▶ **EXERCISE DESCRIPTION**:
Extract every line below that contains the word "patch", treating case as significant.

▶ **DATA EXCERPTS**:
◇ ◇ ◇ ◇ ◇
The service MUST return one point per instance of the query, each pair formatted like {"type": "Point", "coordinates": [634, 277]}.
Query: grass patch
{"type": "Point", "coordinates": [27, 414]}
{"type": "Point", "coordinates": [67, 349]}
◇ ◇ ◇ ◇ ◇
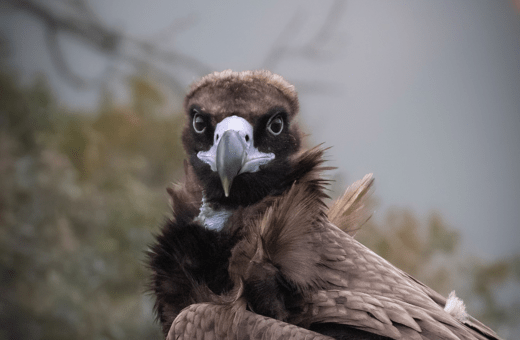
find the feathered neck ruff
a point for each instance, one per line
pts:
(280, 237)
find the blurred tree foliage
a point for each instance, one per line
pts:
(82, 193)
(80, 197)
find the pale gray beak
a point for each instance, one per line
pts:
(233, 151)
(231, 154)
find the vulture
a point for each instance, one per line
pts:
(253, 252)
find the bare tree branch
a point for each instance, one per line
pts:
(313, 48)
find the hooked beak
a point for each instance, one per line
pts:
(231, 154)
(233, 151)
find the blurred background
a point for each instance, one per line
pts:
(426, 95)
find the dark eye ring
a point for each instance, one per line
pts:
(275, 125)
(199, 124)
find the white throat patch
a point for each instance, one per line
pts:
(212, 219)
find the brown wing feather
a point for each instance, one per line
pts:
◇ ◇ ◇ ◇ ◇
▶ **WRITTEN RESPONSE**:
Query: grass patch
find the white throat patch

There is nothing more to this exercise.